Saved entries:
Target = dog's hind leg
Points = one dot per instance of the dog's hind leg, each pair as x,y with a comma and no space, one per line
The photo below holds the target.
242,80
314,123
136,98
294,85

WORK INSTRUCTION | If a line in the records above contains the word "hind", copy it.

ANSWER BELOW |
Target = dog's hind leg
Points = one dot per instance of the dog's hind leg, each pair as x,y with a comma and no space, one per line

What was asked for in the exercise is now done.